INSTRUCTIONS FOR THE TASK » Output all of the records exactly as written.
***** SUPPLIED RECORDS
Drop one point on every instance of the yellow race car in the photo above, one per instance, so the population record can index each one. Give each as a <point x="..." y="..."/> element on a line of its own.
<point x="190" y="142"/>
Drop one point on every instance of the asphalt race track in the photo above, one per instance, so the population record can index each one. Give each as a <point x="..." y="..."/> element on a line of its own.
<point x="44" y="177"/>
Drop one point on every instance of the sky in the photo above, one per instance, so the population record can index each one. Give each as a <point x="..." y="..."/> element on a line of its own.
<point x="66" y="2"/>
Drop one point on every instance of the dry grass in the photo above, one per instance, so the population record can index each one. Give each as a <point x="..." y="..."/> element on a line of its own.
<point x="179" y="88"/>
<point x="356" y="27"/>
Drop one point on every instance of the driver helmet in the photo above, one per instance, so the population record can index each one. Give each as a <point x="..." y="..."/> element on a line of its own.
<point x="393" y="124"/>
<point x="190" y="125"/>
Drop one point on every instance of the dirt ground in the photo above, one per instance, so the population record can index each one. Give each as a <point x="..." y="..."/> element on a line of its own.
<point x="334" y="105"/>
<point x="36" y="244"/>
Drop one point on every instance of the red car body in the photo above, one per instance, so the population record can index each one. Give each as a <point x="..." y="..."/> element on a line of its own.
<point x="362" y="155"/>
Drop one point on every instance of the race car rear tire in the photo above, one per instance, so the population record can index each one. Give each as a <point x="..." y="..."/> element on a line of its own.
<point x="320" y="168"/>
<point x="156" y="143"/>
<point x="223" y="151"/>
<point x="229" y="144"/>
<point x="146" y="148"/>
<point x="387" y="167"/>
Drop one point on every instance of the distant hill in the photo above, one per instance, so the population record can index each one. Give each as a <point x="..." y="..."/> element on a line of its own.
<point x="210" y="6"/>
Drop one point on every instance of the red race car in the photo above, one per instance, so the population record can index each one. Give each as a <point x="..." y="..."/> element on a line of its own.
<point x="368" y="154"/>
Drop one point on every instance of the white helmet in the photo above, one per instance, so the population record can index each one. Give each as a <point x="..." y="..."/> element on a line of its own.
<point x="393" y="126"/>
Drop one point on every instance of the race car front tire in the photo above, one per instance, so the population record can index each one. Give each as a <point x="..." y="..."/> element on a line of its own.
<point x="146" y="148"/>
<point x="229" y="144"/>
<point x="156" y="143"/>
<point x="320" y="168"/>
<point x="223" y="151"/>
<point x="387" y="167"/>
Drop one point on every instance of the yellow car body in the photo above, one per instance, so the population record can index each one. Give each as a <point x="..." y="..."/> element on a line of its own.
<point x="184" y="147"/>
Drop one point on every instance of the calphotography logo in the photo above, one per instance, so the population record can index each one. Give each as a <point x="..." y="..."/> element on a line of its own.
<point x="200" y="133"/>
**********
FULL RESPONSE »
Drop one point on every instance of the yellow race car in the photo above, one per instance, so the population record can index each one. Give each as a <point x="..." y="..."/> element on a line of its own.
<point x="190" y="142"/>
Drop one point on every instance of the asphalt race track in the photo above, one per instance, so the population record can index each one. Give each as a <point x="..." y="..."/> element on a line of its own.
<point x="44" y="177"/>
Drop one point on every instance of the sky in the photo above, one per instance, so the population record can index each one. Give each as a <point x="..." y="..."/> element on a line of its own.
<point x="66" y="2"/>
Drop one point on every instance of the dry grass in the photo above, one per instance, so the population record can index each one. Give each as a <point x="..." y="..."/> element on a line of its own.
<point x="179" y="88"/>
<point x="356" y="27"/>
Drop one point on every instance of the driver helmet in the photo above, one per instance, so the population record can index each one. Give each as a <point x="..." y="..."/> element on a line of its own.
<point x="393" y="124"/>
<point x="190" y="125"/>
Drop one point on every instance of the dirt ground in the photo above, one per instance, so the population record can index each one. Give each as a <point x="..." y="..."/> element on a line of its own.
<point x="334" y="105"/>
<point x="36" y="244"/>
Drop one point on every instance of the red car body in the photo above, one per instance, so the population record can index each one. Give each as a <point x="..." y="..."/> element on a line of its own.
<point x="362" y="155"/>
Drop one point on every instance of the race car rear tire in the photo above, one per instance, so the population record can index each one. Give each as a <point x="..." y="..."/> element on a line of its own.
<point x="320" y="168"/>
<point x="156" y="143"/>
<point x="223" y="151"/>
<point x="229" y="144"/>
<point x="146" y="148"/>
<point x="387" y="167"/>
Drop one point on every instance of the distant hill in the photo above, one per instance, so the population record can index each one. Give each as a <point x="..." y="..."/> element on a line of its own.
<point x="210" y="6"/>
Drop one point on every instance of the red race car in the photo above, one per instance, so the population record can index each one. Give each as a <point x="..." y="..."/> element on a line of its own.
<point x="368" y="154"/>
Drop one point on every instance of the white helmet in the photo above, one per instance, so the population record can index each one. Give each as a <point x="..." y="..."/> element on a line of its own.
<point x="393" y="126"/>
Drop one point on every instance of the race car front tire in the photo above, one per instance, so the population record can index each one. Give each as a <point x="..." y="..."/> element on a line of its own.
<point x="146" y="148"/>
<point x="229" y="144"/>
<point x="156" y="143"/>
<point x="320" y="168"/>
<point x="223" y="151"/>
<point x="387" y="167"/>
Drop one point on every instance of the yellow car body in the photo above, one per instance, so the population record can index each one. Give each as a <point x="..." y="..."/> element on a line of its own.
<point x="184" y="147"/>
Drop one point on every instance of the calphotography logo in the photo above, one per instance, so the population record can index each one. Give each as a <point x="..." y="..."/> element on a line of its own.
<point x="200" y="133"/>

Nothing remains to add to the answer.